── Recorded information ──

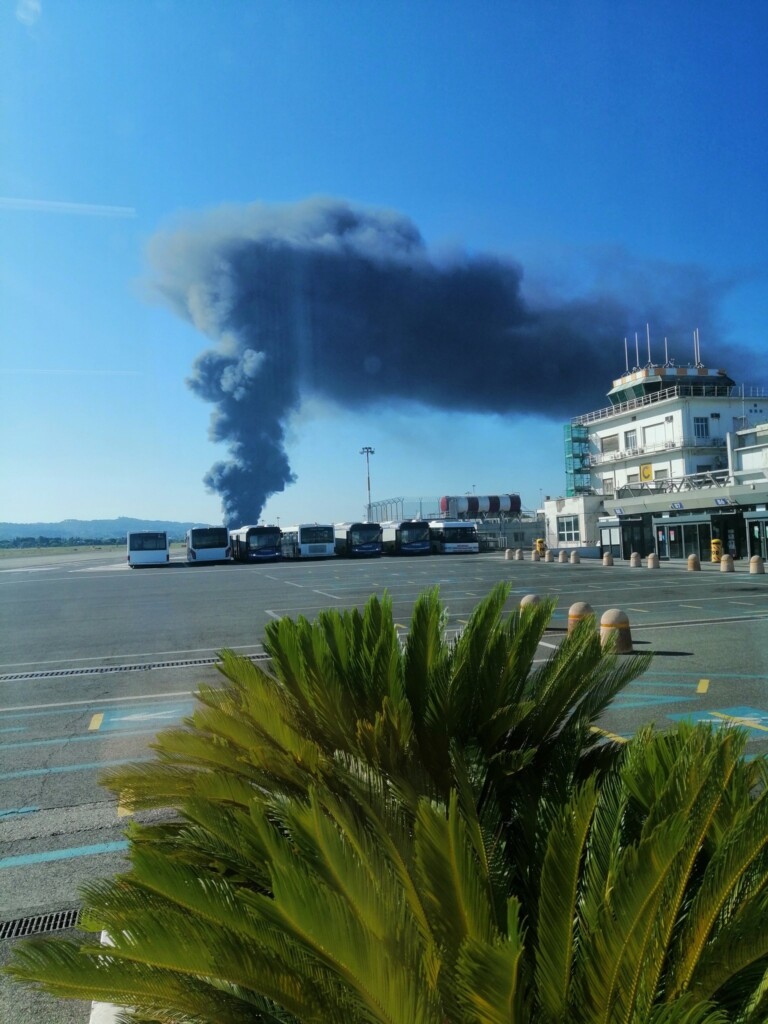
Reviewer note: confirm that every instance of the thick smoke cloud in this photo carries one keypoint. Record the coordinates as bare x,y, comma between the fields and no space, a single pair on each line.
331,299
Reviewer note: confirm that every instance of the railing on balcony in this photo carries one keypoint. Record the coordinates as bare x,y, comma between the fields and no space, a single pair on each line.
679,391
601,458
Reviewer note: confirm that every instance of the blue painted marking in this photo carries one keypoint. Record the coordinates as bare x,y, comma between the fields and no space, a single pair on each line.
74,851
157,716
9,812
72,739
755,720
664,682
646,700
64,769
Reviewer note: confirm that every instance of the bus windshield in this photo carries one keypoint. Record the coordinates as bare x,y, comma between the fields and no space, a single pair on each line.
316,535
365,532
263,539
209,537
147,542
412,531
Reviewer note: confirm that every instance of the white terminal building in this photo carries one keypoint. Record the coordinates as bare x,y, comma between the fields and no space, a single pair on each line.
678,459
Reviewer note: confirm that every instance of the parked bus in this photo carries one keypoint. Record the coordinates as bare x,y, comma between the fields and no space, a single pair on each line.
454,538
309,540
256,544
357,540
208,544
411,537
147,547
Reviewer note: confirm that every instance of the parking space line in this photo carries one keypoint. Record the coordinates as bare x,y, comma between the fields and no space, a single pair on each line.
68,853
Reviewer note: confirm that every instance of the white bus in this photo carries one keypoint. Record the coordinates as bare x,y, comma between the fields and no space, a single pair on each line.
147,547
357,540
309,540
256,544
208,544
411,537
454,538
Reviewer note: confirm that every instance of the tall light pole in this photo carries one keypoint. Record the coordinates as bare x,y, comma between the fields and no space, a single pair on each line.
368,452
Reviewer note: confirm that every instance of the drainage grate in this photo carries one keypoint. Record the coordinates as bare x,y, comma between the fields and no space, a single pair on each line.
39,926
97,670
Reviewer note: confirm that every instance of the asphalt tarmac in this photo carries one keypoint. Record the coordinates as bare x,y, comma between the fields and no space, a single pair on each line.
96,657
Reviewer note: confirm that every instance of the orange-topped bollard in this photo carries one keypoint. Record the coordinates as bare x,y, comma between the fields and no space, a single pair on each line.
578,612
615,625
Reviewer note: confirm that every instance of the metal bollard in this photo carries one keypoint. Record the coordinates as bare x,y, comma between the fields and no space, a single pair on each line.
615,623
578,612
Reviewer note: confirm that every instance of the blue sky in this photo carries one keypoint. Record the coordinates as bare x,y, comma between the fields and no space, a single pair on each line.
597,145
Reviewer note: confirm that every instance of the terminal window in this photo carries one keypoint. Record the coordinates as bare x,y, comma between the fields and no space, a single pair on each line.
567,528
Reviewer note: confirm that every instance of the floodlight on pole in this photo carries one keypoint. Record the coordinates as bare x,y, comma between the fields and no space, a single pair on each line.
368,452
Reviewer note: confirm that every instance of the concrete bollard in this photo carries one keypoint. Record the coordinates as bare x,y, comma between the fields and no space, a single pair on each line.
615,623
578,612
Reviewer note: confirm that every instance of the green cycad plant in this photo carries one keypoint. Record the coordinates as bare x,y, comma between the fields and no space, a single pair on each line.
654,888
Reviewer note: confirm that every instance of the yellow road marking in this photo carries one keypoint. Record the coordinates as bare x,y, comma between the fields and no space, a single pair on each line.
749,722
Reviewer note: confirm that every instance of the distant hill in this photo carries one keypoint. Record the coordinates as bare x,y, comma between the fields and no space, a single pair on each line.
92,529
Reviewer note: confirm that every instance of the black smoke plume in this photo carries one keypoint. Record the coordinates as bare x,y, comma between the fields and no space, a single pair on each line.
336,300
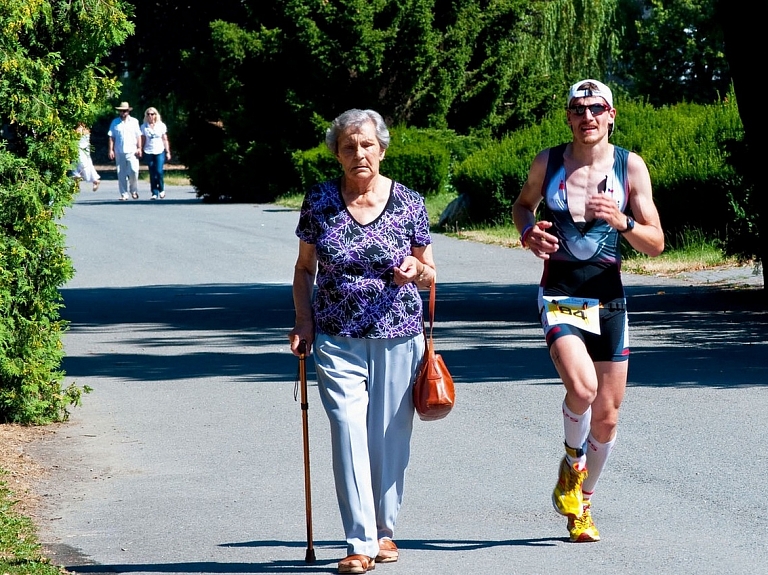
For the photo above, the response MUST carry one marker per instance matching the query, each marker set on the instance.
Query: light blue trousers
(366, 389)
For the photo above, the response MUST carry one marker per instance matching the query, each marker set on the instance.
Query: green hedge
(50, 80)
(685, 147)
(420, 159)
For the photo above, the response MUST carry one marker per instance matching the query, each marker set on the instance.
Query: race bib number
(580, 312)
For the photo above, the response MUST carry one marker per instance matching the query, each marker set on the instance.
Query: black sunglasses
(595, 109)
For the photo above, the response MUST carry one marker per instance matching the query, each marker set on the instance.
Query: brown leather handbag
(433, 390)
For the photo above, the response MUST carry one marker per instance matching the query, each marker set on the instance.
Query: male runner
(589, 187)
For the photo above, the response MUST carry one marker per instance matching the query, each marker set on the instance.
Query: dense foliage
(49, 80)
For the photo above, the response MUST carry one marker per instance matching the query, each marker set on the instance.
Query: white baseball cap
(600, 89)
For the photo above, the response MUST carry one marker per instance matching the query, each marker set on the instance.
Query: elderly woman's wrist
(423, 274)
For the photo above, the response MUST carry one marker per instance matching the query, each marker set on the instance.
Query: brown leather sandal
(388, 552)
(357, 564)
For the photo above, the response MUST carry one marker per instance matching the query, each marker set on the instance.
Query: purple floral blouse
(356, 294)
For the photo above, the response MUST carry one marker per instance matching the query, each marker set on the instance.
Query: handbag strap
(431, 313)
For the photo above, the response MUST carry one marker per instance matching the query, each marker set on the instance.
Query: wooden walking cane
(310, 556)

───

• _What this task involves_
In this exercise, set down all of the data exactly, without the pictures.

• _Written response_
Reviewer note: confirm that every instance of the thick smoke cloud in this photo carries one keypoint. Record the coordinates as bare x,y, comma between the fields and no space, a single pair on each line.
331,299
Reviewer note: confirm that every instance of the railing on balcony in this photo carries one keypoint. Record the coordinates as bare x,y, comma between the fields and no space, a single pair on each line.
679,391
601,458
Reviewer note: confirm that every instance of the blue painted marking in this photo carries one keypoint. Record the coordinates as bare x,y, comma between the fields and no space, a single pair on each line.
74,851
157,716
9,812
72,739
755,720
664,682
646,700
64,769
Reviewer note: confirm that every instance of the bus windshield in this photo carries one keypoint. Record the coordinates as bare x,y, comma between the fields and no space, a single pair on each line.
316,535
365,532
263,539
209,537
147,542
412,531
Reviewer note: confirm that every instance of the white terminal building in this photo carries one keypoint. Record the coordinates as bare x,y, comma between the fields and no space, a single pair on each line.
678,459
Reviewer note: confirm that every instance of the parked bus in this photo carries one keypoint. Record the coordinates as bare x,y, comma between the fields and no space, a single pair on each line.
454,538
309,540
256,544
357,540
208,544
411,537
147,547
Reviewer note: confirm that every instance of the parking space line in this photo carries one keypoint. Record the coordinates as bare x,y, comma between the fields and no space, a single pair on each line.
68,853
Reviewer note: confirm that every instance of the white bus in this photo carries one keypoint. Record the coordinates as bare x,y, comma between the fields and no space, a single pair on each line.
147,547
357,540
309,540
256,544
208,544
411,537
454,538
Reviewer note: confirm that every instance of the tall light pole in this photo carries one keypoint. Record the coordinates as bare x,y, comma between the fields and no space, a single pair on each line.
368,452
Reviewer note: confirm that every instance of the drainage grate in this photo carries one keypoint. Record the coordinates as bare x,y, comma between the fields and no space, a single pair on each line.
39,926
97,670
Reviewer note: confirm that every instance of the asphalt tarmac in this photo carries one keypoint. Record the coordinates as bare x,y, comma between the fields and no space, a single pair on each line.
96,657
Reviewer note: confirm that every instance of the orange-topped bollard in this photo carries one keypoint. Record the coordinates as bare x,y, comma between the fields and no space, a single pair on each line.
578,612
615,625
Reviewer note: confirm that every instance of the metal bollard in this photo carries one keypoint. Record the coordinates as bare x,y, comma between the fields and no space, a single pair on each line.
615,623
578,612
Reviewer note: confirm that every instance of the blue sky in this photo carries one keypoint. Record the coordinates as bare x,y, comma between the fields and no space, a single pair on each line.
597,145
Reviewer note: confirm that every instance of the terminal window in this photo carries one keypoint. Record the coordinates as bare x,y, comma between the fields and no space, a single pair on each line.
567,528
Reviewer note: confirm that every instance of the floodlight on pole in this photo carries one keypoint. Record the coordinates as bare x,y, comma between the fields and no space, a single pair on each line.
368,452
Reviewer note: confirm that every instance of the concrete bollard in this photo carries one keypoint. Record the coordinates as bare x,y, comma between the fields and no space, a single pair on each line.
615,623
578,612
Reviewer note: confirm that every instance of the green cycad plant in this photo carries one keypoint. Record the coordinates as bare x,y, comma between the fields and no space, a single pair on each line.
654,888
Reviewer note: confirm that every instance of the yellow road marking in this photo carries one keypoint. Record the coordinates as bare x,y, comma between the fields and no space, a single pair on each line.
749,722
Reviewer note: confirm that every instance of the distant hill in this photo carries one keypoint. Record the coordinates as bare x,y, comma between the fields and no space, a single pair on each line.
92,529
Reviewer note: confirm that every instance of the black smoke plume in this photo carries one keypoint. Record the coordinates as bare x,y, comma between the fields and no space, a single pair on each line.
336,300
For the photo above, the response MUST carry one marker per instance matching the query, each marker set on the instance.
Query: light blue trousers
(366, 389)
For the photo above, the response MUST carry one marker per instance matching the query, each marker set on the instance.
Query: green hedge
(50, 80)
(685, 147)
(420, 159)
For the photo above, the response MUST carry one marker per instance matching the query, each marker set on the instance.
Query: race bib number
(580, 312)
For the photo above, the response MUST carry one marker per instance matching the query, each marker set on the instance.
Query: black sunglasses
(595, 109)
For the photo above, the response MUST carry one marker per instance matching the query, each marker set on the instance.
Query: brown leather handbag
(433, 390)
For the photo above, the response MUST carry one marker per instance matching the query, each marker set on the instance.
Query: male runner
(589, 187)
For the photo above, the response MUST carry one marker per instance matching the query, each marker set on the instance.
Query: dense foliage
(49, 80)
For the photo above, the response MUST carry one marker per instance matching the query, each marker set on the instance.
Query: white baseball cap
(600, 89)
For the photo above, the response MUST carry one marker per instance matching the query, each marker set on the instance.
Query: elderly woman's wrist
(423, 274)
For the photo above, the response MUST carry one marker per instance matching the query, each marker set on the instance.
Query: brown leather sandal
(388, 552)
(357, 564)
For the photo above, the response MUST carry one marker per instance matching the query, each marker set on the instance.
Query: purple floral blouse
(356, 294)
For the photo above, the response MUST carry one marker per instance matching the query, each marker set on the instance.
Query: handbag strap
(431, 313)
For the photo above, the response MUST carry one marker per instance matching the query, each marker set on the instance.
Query: wooden walking cane
(310, 556)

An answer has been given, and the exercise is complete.